### EXCERPTED PASSAGE
According to Fortune, Expedia Group CEO Ariane Gorin is navigating the massive AI shift in travel, where consumers are increasingly using large language models to plan and book trips. She’s focused on deepening partnerships with companies like Google and Bing to embed Expedia, Hotels.com, and Vrbo functionality directly within AI assistants. The risk, she says, is that these platforms could turn travel brands into invisible “pipes” that consumers never directly see or engage with. On the innovation front, Gorin highlighted a new trip-matching feature that turns Instagram Reels into bookable trips. She also discussed efforts to promote Brand USA tourism ahead of major events like the 2026 World Cup and America’s 250th anniversary.
Expedia’s Existential AI Dilemma
Here’s the thing: Gorin is articulating the core anxiety for every intermediary platform in the age of AI. For years, travel sites fought to be the destination. You wanted a hotel, you went to Expedia or Booking.com. Now? You might just ask ChatGPT or Google’s Gemini. The service happens, but the brand disappears. It’s the ultimate commoditization. So her strategy of “deepening partnerships” is basically the only play right now—embed your functionality so deeply into the AI’s response that it can’t plan a trip without you. But that’s a precarious position. You’re now a supplier to the AI, not a destination for the customer. The power dynamic has completely flipped.
The Broader Market Meltdown
This isn’t just a travel industry story. It’s a blueprint for every online marketplace, from retail to services. AI assistants are the new aggregators, and they don’t need to show you ten blue links from different brands. They just need to give you one correct answer. That concentrates immense power in the hands of a few AI platform owners. The “invisible pipe” fear is very real. And it explains the insane spending rush we’re seeing elsewhere in the Fortune briefing—like that $120 billion in off-balance-sheet debt for AI data centers. Companies are betting everything that owning the AI stack is the only way to avoid being piped. If you’re not building the AI, you’re at risk of being buried by it.
Brand USA and the 2026 Factor
Gorin’s other big push, promoting U.S. tourism, is fascinating timing. With huge events on the horizon, there’s a clear economic incentive. But her message about making the U.S. “welcoming” and improving infrastructure feels like a direct, subtle response to the political headlines also in this briefing—like the U.S. banning a former EU commissioner. It’s a delicate dance: promoting a country while its government is making international headlines that might deter some travelers. Can you really separate “Brand USA” from current events? Probably not. But for a travel company whose inventory is heavily U.S.-based, they have to try.
The Bottom Line
Expedia’s fight is a canary in the coal mine. We’re moving from a web of distinct sites to a world of conversational interfaces. The brands that survive will be the ones who can successfully pivot from being a destination to being an indispensable, embedded service. And even that might not be enough if the AI platform decides to cut them out or build its own booking engine. Gorin’s conversation on the Apple or Spotify podcasts is worth a listen because this is a battle for relevance that will define the next decade of consumer tech. The invisible pipe is waiting for anyone who can’t adapt.

### WHAT IS NEEDED
Please state the new feature Gorin highlighted, according to the article on Expedia and AI. The rows after this are separate material, unrelated to the article on Expedia and AI.

### SUPPLIED RECORDS
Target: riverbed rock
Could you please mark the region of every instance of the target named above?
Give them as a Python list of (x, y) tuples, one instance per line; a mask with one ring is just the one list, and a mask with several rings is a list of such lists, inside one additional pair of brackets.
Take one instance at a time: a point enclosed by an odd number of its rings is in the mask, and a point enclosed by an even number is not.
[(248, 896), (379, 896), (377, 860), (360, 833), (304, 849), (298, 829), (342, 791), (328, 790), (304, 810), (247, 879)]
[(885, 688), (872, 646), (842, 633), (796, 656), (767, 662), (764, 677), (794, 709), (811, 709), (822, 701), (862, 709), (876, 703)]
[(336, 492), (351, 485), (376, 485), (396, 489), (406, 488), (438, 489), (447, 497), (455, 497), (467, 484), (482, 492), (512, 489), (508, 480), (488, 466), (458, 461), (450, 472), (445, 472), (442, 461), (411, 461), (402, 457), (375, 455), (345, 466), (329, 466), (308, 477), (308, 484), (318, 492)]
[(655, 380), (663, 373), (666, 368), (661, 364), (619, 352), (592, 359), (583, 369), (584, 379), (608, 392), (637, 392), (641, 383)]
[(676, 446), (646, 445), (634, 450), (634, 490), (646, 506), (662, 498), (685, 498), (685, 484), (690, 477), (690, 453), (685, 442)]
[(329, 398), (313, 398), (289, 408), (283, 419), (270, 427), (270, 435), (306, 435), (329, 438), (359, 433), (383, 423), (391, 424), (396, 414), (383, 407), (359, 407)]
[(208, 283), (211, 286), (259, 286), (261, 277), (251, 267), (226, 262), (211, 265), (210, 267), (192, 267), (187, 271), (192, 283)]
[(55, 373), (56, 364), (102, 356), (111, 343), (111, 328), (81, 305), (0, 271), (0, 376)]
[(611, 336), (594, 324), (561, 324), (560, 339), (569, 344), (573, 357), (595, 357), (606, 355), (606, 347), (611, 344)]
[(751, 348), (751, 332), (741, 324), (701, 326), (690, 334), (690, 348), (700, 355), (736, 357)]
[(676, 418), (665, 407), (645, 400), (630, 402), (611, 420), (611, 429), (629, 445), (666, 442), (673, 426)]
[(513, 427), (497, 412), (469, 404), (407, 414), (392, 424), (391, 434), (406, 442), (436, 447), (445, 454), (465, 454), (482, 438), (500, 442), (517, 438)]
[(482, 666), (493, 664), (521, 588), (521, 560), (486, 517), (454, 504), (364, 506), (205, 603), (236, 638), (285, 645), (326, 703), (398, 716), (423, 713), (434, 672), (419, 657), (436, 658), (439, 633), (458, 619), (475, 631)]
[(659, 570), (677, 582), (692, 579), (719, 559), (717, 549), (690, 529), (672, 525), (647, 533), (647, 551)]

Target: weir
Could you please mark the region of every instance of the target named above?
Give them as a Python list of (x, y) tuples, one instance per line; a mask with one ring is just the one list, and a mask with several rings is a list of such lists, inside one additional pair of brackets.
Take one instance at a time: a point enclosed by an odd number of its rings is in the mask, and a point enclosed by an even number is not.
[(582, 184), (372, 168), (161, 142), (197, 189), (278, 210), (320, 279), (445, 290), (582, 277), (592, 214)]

### EXERCISE OUTPUT
A trip-matching feature that turns Instagram Reels into bookable trips.